# start of PAGE EXTRACT
Friday, February 27, 2015

Chapter 6 and 7 (pg 86-119)

Summary:
Chapter 6:
This chapter goes into the various inquiries that Ford makes about the Amazon. After visiting with Villares, Ford sends LaRue to the amazon to investigate the various forrest that for may buy. They talk about how the deal might be corrupt because LaRue's possible association with Villares. The land that is described is a vast forrest but it also has a very good environment for cultivating rubber and latex. But most importantly for fords perspective, the citizens of the local area are being held down by the landlords who indent them like in the sharecropping reconstructionist south.
Chapter 7:
Next, Ford sends Ide and Bennet to the Amazon to acquire about the property and establish a Ford office there. The book talks about Henry's, Edsel's, and Bennet's, relationship. Henry is very critical of his son Edsel and this carries onto bennet and Edsel's relationship. The son is often "bullied by the older two who constantly let him carry out task but completely destroy them when he completes them.

Both of these chapters are rather bogged down with detailed bits of small meaningless conversations.

Themes:
ENV: This section goes into details about the environment of the Amazon. The specific area that is being looked into has already grown trees that yield the precious latex that Ford wants. The amazon is talked of as the biggest river system in the world, and it takes Ide and Bennet days on boat to get up just one of the various tributaries.

Course Outline:
Corruption in government - especial as it related to big business. (Concept 6.3 I. A.)
This is evident in this section because of Bennet and others various ties to Villares. In early chapters in talks of how Villares is trying to pay off people so he can stand to make a higher profit if Ford buys the land that he is offering.

Thursday, February 19, 2015

Chapters 3-5 (pg 43-85)

1. Description

Chapter 3:

          This chapter focuses on how Henry Ford whole heatedly hates war. Many at the time even call him a pacifist. On the brink of World War I, Ford is trying to stop the United States from joining the war by any means possible, he takes this up as his devotion during the time period. His direct enemy during the time period was Theodore Roosevelt. The two would continuously go back and forth over how Ford disliked war and that Roosevelt was trying to start a war. Ford believed that industry could end all wars, he believed that if everyone worked for an industrial factory, that they would have something to do and wouldn’t be inclined to go to war. Ford was also an advocate for desecrating all federal borders, he thought that with the help of industrialism, national borders could dissolve and intern, war would seize.
# end of PAGE EXTRACT
# start of DATA
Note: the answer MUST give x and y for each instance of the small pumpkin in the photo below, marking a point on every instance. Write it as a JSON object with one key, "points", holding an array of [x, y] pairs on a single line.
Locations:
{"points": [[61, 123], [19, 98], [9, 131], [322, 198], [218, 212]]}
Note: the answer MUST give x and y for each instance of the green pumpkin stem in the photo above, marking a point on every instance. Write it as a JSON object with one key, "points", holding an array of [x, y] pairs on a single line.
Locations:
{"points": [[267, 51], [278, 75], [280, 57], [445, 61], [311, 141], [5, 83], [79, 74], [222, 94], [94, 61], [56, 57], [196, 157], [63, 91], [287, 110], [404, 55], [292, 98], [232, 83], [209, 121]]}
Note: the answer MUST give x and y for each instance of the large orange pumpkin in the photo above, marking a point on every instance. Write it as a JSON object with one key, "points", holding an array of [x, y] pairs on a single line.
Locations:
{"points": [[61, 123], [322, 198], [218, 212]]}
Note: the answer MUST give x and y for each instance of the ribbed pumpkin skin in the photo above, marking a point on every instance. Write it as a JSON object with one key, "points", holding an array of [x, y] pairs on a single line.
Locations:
# end of DATA
> **JOB 1**
In the reading notes, why did Ford believe industry could put an end to war?
> **JOB 2**
From the reading notes, return the passage starting with "Chapters 3-5 (pg" and going on through "war would seize.".

> **FULL OUTPUT 1**
He believed that if everyone worked in an industrial factory, they would have something to do and wouldn't be inclined to go to war.

> **FULL OUTPUT 2**
Chapters 3-5 (pg 43-85)

1. Description

Chapter 3:

          This chapter focuses on how Henry Ford whole heatedly hates war. Many at the time even call him a pacifist. On the brink of World War I, Ford is trying to stop the United States from joining the war by any means possible, he takes this up as his devotion during the time period. His direct enemy during the time period was Theodore Roosevelt. The two would continuously go back and forth over how Ford disliked war and that Roosevelt was trying to start a war. Ford believed that industry could end all wars, he believed that if everyone worked for an industrial factory, that they would have something to do and wouldn’t be inclined to go to war. Ford was also an advocate for desecrating all federal borders, he thought that with the help of industrialism, national borders could dissolve and intern, war would seize.